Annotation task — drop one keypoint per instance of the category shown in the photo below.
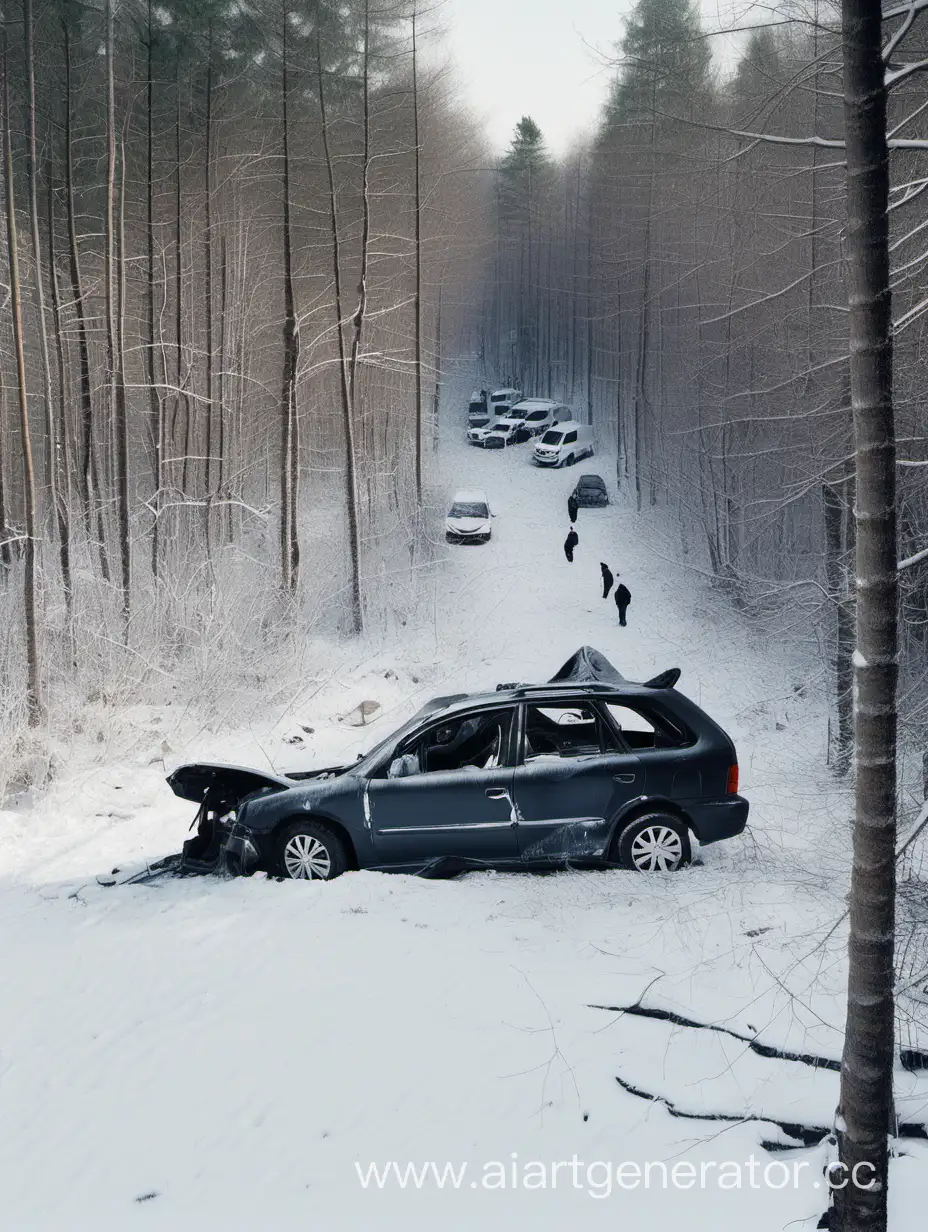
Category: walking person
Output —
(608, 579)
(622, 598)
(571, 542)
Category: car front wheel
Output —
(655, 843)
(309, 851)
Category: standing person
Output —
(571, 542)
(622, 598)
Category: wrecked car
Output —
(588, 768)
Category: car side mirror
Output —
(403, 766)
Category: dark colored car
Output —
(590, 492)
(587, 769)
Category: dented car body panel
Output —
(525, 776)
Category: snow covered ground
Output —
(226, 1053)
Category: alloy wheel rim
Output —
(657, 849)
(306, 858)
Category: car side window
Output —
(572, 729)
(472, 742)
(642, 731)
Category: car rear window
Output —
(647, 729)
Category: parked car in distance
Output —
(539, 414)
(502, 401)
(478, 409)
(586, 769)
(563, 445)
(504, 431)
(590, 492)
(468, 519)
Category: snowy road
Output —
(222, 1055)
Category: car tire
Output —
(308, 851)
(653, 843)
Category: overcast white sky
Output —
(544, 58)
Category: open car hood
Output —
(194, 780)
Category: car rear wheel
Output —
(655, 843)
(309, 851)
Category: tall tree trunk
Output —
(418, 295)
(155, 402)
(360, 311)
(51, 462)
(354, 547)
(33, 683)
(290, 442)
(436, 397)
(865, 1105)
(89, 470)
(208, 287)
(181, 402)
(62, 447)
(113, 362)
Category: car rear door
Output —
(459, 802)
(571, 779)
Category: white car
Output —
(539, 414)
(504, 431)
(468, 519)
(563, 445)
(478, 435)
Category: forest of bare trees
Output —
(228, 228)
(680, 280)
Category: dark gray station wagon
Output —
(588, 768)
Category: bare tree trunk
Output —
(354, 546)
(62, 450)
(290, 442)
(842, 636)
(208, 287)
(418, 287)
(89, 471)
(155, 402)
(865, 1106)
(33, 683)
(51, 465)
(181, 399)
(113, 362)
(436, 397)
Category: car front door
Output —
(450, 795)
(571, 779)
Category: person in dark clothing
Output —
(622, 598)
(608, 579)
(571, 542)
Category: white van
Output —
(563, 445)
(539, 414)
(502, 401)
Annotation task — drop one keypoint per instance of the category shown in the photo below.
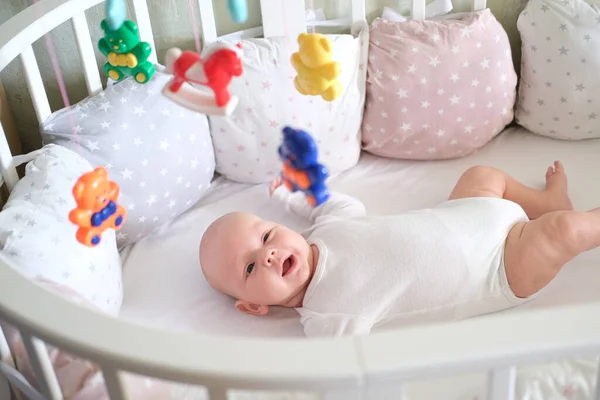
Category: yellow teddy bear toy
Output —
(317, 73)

#### [Goal of the exercise]
Every line of the material should be repeated precisely; pictures are to be excluded.

#### [Task output]
Annotation task — drop one keypoint per instance of the category shown in the photo below.
Category: walking person
Output —
(608, 579)
(622, 598)
(571, 542)
Category: car front wheel
Output —
(655, 843)
(309, 851)
Category: standing person
Output —
(571, 542)
(622, 598)
Category: wrecked car
Output —
(588, 768)
Category: car side mirror
Output —
(403, 766)
Category: dark colored car
Output —
(590, 492)
(587, 769)
Category: dented car body panel
Output —
(525, 776)
Category: snow covered ground
Output —
(226, 1053)
Category: alloy wheel rim
Output —
(657, 849)
(306, 858)
Category: car side window
Output —
(572, 729)
(472, 742)
(642, 731)
Category: car rear window
Output —
(647, 729)
Category: parked car in distance
Output —
(539, 414)
(502, 401)
(478, 409)
(586, 769)
(563, 445)
(504, 431)
(590, 492)
(468, 519)
Category: snowy road
Output —
(222, 1055)
Category: car tire
Output —
(308, 851)
(653, 843)
Category: overcast white sky
Output —
(544, 58)
Category: open car hood
Output —
(194, 780)
Category: car rear wheel
Output —
(655, 843)
(309, 851)
Category: tall tree trunk
Output —
(418, 295)
(155, 402)
(360, 311)
(51, 462)
(354, 547)
(33, 683)
(290, 442)
(436, 397)
(865, 1105)
(89, 470)
(208, 287)
(181, 402)
(62, 447)
(113, 362)
Category: car rear door
Output —
(459, 802)
(571, 779)
Category: white car
Output —
(539, 414)
(504, 431)
(468, 519)
(563, 445)
(478, 435)
Category: forest of bare trees
Output —
(228, 228)
(680, 280)
Category: dark gray station wagon
Output —
(588, 768)
Category: bare tree trunk
Output —
(354, 546)
(62, 450)
(290, 442)
(842, 636)
(208, 287)
(418, 287)
(89, 471)
(155, 402)
(865, 1106)
(33, 683)
(51, 465)
(181, 399)
(113, 362)
(436, 397)
Category: car front door
Output —
(450, 795)
(571, 779)
Category: person in dark clothing
Output —
(622, 598)
(608, 579)
(571, 542)
Category: white van
Output —
(563, 445)
(539, 414)
(502, 401)
Annotation task — drop one keypoint per instance of the category shown in the photo below.
Category: yellow teddy bear toy
Output —
(317, 73)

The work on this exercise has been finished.